Source data =>
________________

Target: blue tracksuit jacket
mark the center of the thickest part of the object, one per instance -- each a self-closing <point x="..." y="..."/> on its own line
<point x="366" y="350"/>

________________

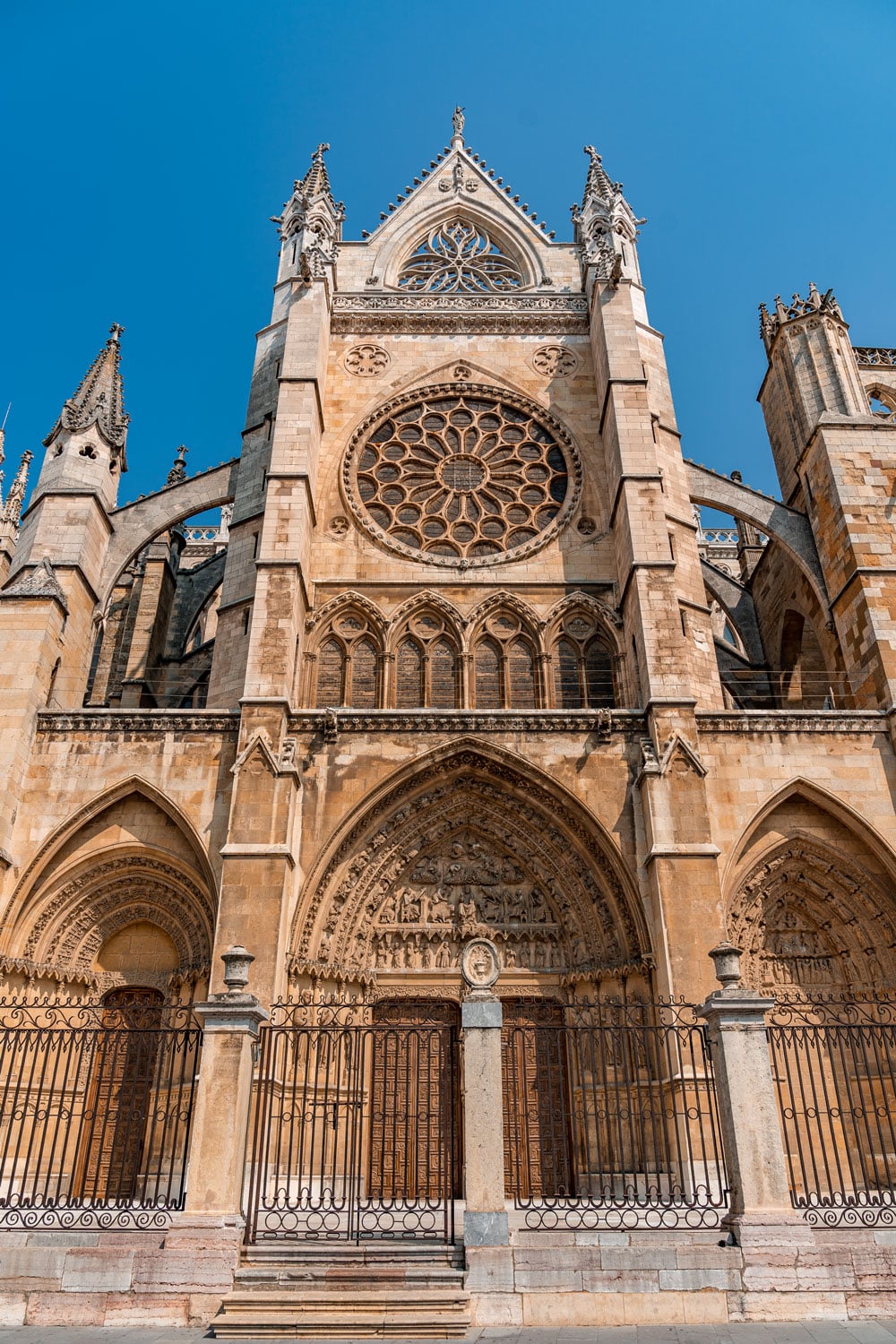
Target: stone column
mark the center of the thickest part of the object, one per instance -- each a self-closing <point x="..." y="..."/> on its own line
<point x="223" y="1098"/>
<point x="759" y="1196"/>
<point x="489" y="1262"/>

________________

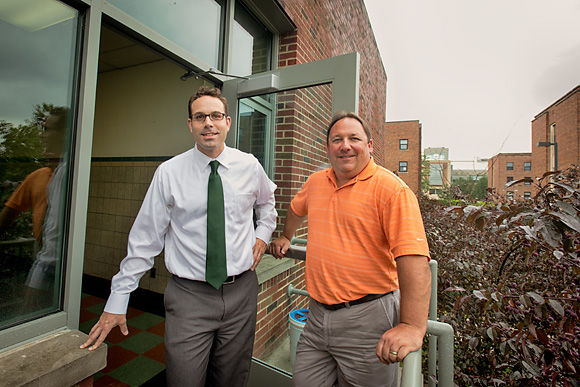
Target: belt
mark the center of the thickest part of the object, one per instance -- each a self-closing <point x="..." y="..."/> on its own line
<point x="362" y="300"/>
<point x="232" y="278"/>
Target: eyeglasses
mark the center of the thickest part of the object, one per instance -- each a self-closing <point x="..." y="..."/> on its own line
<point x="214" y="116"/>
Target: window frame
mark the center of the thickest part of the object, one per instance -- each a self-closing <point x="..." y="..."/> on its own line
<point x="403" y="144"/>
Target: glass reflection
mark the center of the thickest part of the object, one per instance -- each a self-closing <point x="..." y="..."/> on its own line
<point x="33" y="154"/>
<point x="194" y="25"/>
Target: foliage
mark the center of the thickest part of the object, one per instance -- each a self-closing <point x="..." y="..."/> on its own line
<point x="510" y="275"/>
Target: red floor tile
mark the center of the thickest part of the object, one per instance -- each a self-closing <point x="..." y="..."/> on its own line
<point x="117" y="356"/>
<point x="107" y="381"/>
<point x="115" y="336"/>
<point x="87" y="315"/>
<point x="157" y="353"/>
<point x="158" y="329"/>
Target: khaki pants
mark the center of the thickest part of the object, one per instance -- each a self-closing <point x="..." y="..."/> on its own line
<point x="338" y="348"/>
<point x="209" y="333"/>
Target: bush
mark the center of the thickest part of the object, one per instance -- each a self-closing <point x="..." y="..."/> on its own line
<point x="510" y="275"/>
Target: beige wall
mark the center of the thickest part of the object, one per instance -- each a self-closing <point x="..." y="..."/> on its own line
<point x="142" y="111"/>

________________

Quote the data above from the line containing "Target: foliage" to the line containing "Target: khaki pants", inclusive, and stop.

Output of the exercise =>
Target: foliage
mark the center of the thickest part of the object, one per instance -- each a self-closing <point x="..." y="..."/> on its own line
<point x="510" y="275"/>
Target: red floor tile
mark the center of the thickest part of the object, one per instance -- each a self-closing <point x="..." y="..."/> on its own line
<point x="117" y="356"/>
<point x="107" y="381"/>
<point x="115" y="336"/>
<point x="87" y="315"/>
<point x="157" y="353"/>
<point x="158" y="329"/>
Target: khaki pants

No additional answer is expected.